(Work to complete): Reproduce every entry below verbatim, line for line, with no changes.

(Extracted data):
:::::

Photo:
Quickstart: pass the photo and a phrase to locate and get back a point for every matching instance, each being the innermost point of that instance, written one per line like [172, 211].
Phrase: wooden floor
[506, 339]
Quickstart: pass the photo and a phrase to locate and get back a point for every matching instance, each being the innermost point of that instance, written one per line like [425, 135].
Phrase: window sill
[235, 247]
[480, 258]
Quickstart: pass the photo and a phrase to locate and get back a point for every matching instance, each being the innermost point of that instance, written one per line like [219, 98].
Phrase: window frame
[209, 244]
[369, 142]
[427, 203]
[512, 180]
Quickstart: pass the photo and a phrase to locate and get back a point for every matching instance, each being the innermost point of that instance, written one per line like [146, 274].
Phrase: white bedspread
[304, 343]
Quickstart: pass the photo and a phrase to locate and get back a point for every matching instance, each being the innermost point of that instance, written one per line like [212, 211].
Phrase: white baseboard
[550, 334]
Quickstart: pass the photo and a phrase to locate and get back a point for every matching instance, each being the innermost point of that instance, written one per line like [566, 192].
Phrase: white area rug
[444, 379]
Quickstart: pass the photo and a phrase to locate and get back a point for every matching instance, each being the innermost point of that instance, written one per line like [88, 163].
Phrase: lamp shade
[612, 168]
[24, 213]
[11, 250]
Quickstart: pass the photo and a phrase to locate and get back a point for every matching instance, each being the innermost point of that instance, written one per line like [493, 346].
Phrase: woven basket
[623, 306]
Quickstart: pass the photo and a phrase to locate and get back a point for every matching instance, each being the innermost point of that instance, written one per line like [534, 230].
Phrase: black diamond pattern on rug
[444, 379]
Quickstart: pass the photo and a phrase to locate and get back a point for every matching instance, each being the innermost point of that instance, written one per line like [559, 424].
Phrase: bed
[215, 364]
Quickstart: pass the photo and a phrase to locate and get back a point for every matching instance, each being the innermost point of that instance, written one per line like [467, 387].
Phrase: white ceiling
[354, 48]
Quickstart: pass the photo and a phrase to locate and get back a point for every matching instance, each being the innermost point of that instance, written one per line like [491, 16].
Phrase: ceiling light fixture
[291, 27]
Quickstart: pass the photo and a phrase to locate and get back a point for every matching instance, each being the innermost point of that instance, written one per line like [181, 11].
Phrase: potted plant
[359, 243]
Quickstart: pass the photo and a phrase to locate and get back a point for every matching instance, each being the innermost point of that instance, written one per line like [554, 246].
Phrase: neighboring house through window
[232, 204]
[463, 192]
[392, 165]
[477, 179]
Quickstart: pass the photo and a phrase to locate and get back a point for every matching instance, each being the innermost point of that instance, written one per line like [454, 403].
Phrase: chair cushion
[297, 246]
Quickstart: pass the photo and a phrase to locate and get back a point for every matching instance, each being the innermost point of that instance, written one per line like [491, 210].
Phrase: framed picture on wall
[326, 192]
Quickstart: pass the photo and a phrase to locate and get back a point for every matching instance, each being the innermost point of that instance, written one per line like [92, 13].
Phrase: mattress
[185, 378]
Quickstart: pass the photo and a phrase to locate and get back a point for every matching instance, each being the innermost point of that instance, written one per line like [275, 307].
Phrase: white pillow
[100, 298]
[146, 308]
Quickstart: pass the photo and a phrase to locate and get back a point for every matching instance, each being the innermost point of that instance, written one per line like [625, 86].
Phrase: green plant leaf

:::::

(Result of the exercise):
Photo:
Quickstart: pass the photo and a phrase to locate and get back a point for every matching instance, each being the innermost point of that instance, written one per line like [172, 211].
Phrase: wooden floor
[506, 339]
Quickstart: pass the photo and a phrase to locate and get back a point for every matching instance, each being the innermost point of that instance, written one per line like [425, 135].
Phrase: window sill
[235, 247]
[480, 258]
Quickstart: pass the photo and a phrase to locate and get back a point for every matching instance, each being the innermost point of that instance, written one per line like [219, 98].
Phrase: window frame
[209, 244]
[369, 142]
[427, 203]
[512, 180]
Quickstart: pass the photo and a phrase to locate and get back a point for every matching instance, each being the innermost point of that instance, written one per line like [146, 274].
Phrase: white bedspread
[304, 343]
Quickstart: pass the photo and a phrase to locate and get back a point for every matching instance, each being the innermost point of that instance, written one per line like [212, 211].
Phrase: white baseboard
[550, 334]
Quickstart: pass the photo and a phrase to locate and get back a point for every matching instance, each being the innermost point of that instance, written one per line like [566, 192].
Phrase: white area rug
[444, 379]
Quickstart: pass the photo and a phrase to locate and get back a point for every matching instance, each being the innermost point of that instance, written one per line like [88, 163].
Phrase: lamp shade
[612, 168]
[24, 213]
[11, 250]
Quickstart: pass the photo and a phrase to locate and get back a point for every matching instance, each being the innermost point of that instance, written one per line like [493, 346].
Phrase: woven basket
[623, 306]
Quickstart: pass the photo and a phrase to locate and get back a point for every matching instance, each being the innermost point of that instance, written one per line like [534, 230].
Phrase: black diamond pattern on rug
[444, 379]
Quickstart: pass the photo and a phrase to locate and get back a point for every matching instance, each being the innermost point of that instance, written one per line like [559, 424].
Phrase: bed
[215, 364]
Quickstart: pass the photo and a phrase to locate and get back a point for every matching instance, each being the innermost point of that instance, written one per line like [467, 387].
Phrase: white ceiling
[354, 48]
Quickstart: pass the photo and a phrase to locate and get back a point for every matching instance, each being the innermost point of that instance, written one per line like [491, 16].
Phrase: ceiling light fixture
[291, 27]
Quickstart: pass the photo and a phrase to locate and get back a point for every matching instance, each being the innermost point of that instance, written one per line like [181, 11].
Phrase: potted plant
[359, 243]
Quickstart: pass the photo and a phrase to locate and get back a point for every matching instance, each being the innermost point of that instance, written one per line like [554, 246].
Phrase: neighboring house through window
[232, 204]
[463, 192]
[392, 165]
[477, 179]
Quickstart: pass the photo and a phrase to locate and get back a point for every matching instance, each being the innermost point of that instance, written one per line like [454, 403].
Phrase: chair cushion
[297, 246]
Quickstart: pass the photo and a phrase to locate and get back a point for every matching instance, each being the innermost point of that instance, written one per line like [491, 210].
Phrase: framed picture on wall
[326, 192]
Quickstart: pass the photo and a phrase to locate and get back a point for every matching instance, each being the innermost point of that instance, written one per line like [92, 13].
Phrase: mattress
[185, 378]
Quickstart: pass the photo and a phrase to locate and get back a point for every matching instance, each being the innermost point of that instance, written one per line like [275, 307].
Phrase: white pillow
[100, 298]
[146, 308]
Quickstart: pass the photo and a phrase to locate and get back a point for every matching instance, each being the innermost point of that instance, written one per line like [625, 86].
Phrase: green plant leaf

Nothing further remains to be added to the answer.